Exercise text>
====

You may wonder, “Do you do blood transfusions in dogs?” Or you may be part of a much smaller population who has heard the words, “Your dog needs a blood transfusion.”

When may a dog need a transfusion? There are several conditions where we may recommend a life-saving blood transfusion. The most common cases we see that benefit from a whole blood transfusion are dogs that suffer a large loss of blood volume (for example after a traumatic injury, bleeding tumor, internal bleeding after ingesting rodent poison) or if a dog’s body starts destroying his/her own red blood cells (also called Immune Mediated Hemolytic Anemia). In all instances, we try to give you as much information about your pet and his/her condition to help you make the best decision. Sometimes, a blood transfusion IS necessary to save a pet’s life. At Best Friends Animal Hospital, we perform whole blood transfusions approximately 10 times per year. In some cases, we order and transfuse blood “components” as well (more on that below). We provide these services to our patients and all of our referring veterinary clinics, who may not have the equipment or staff available to perform transfusions.

Who are our blood donors? Currently, we have three dogs available as canine blood donors. Cairo, who belongs to Dr. Smith and Dr. Gocke-Smith, is used most often. Dogs have over a dozen different blood types, some being more “antigenic” than others. Fortunately, Cairo is a universal blood donor – meaning he is negative for all significant blood types and he can donate blood to any dog as many times as needed. Additional detailed information on canine blood types can be found on this link. Cairo can donate 500 ml of whole blood at once, and needs about 2 months in between blood donations. He is maintained on a monthly heartworm prevention medication year round and on flea/tick prevention during the summer. All of his CORE vaccinations are up to date. These precautions help prevent the risk of transmission of a blood borne disease.

====

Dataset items

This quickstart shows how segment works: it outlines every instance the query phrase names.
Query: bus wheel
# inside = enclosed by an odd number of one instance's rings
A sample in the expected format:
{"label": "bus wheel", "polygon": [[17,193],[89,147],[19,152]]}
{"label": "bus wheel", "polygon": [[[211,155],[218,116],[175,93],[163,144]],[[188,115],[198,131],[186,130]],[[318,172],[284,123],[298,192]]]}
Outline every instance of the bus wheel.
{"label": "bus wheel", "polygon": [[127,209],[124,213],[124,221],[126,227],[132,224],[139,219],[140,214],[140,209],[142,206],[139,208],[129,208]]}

====

Task 1> According to the text on canine blood transfusions, how long does Cairo need between blood donations?
Task 2> Proceed with the text on canine blood transfusions, writing on from its final sentence.

Answer 1> About 2 months.

Answer 2>
So how does it work? For each donation, Cairo is sedated. We clip and scrub his jugular vein (in his neck). We use a blood collection set similar to ones used in humans to collect the blood. After donation, Cairo is given either intravenous or subcutaneous fluids to help replace his loss. He goes home the same day to a family that is thankful for a night of sedation. 😉

What about the blood recipient? We usually pre-treat any blood recipients with diphenhydramine – an injectable anti-histamine to help decrease the risk of a transfusion reaction. Even though Cairo is a universal donor, transfusion reactions are possible and can be life-threatening. We administer the whole blood through an intravenous catheter usually placed in the patient’s front leg or neck. We monitor the recipient closely for the first half hour to watch for any signs of reaction (fever, increased heart rate, respiratory distress). The entire transfusion is usually completed in 4-6 hours.

Finally, a little more about Cairo! If your dog has had a transfusion with us, most likely he’s received Cairo’s blood. Cairo is a 6 year old yellow Labrador Retriever. He was adopted by the Smiths when they lived in Hawaii. Originally he was from Australia. Before they had their son, Connor, the Smiths spent ample time training Cairo – he even received his “Canine Good Citizen” certificate. His training took a halt when his owners had a baby, moved to Montana, and acquired a veterinary practice. Now, he spends his time destroying things in the yard, eating from the garden, and harassing the backyard chickens. His only saving grace is his super friendly personality and the fact that he is a universal blood donor.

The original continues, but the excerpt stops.